Reproduce every line of the entries below word for word, leaving out the pictures.

· · · · · · ·

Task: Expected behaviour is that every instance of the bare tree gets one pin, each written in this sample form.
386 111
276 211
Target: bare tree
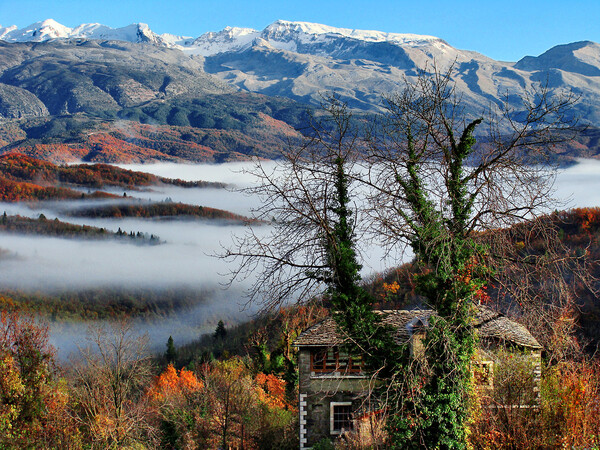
288 259
110 384
432 186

· · · · · · ·

→ **Response**:
Task: Expected behaviour is that every instance of the bare tree gets one pin, each written in this sample form.
386 111
276 211
Target: bare tree
288 259
110 384
432 186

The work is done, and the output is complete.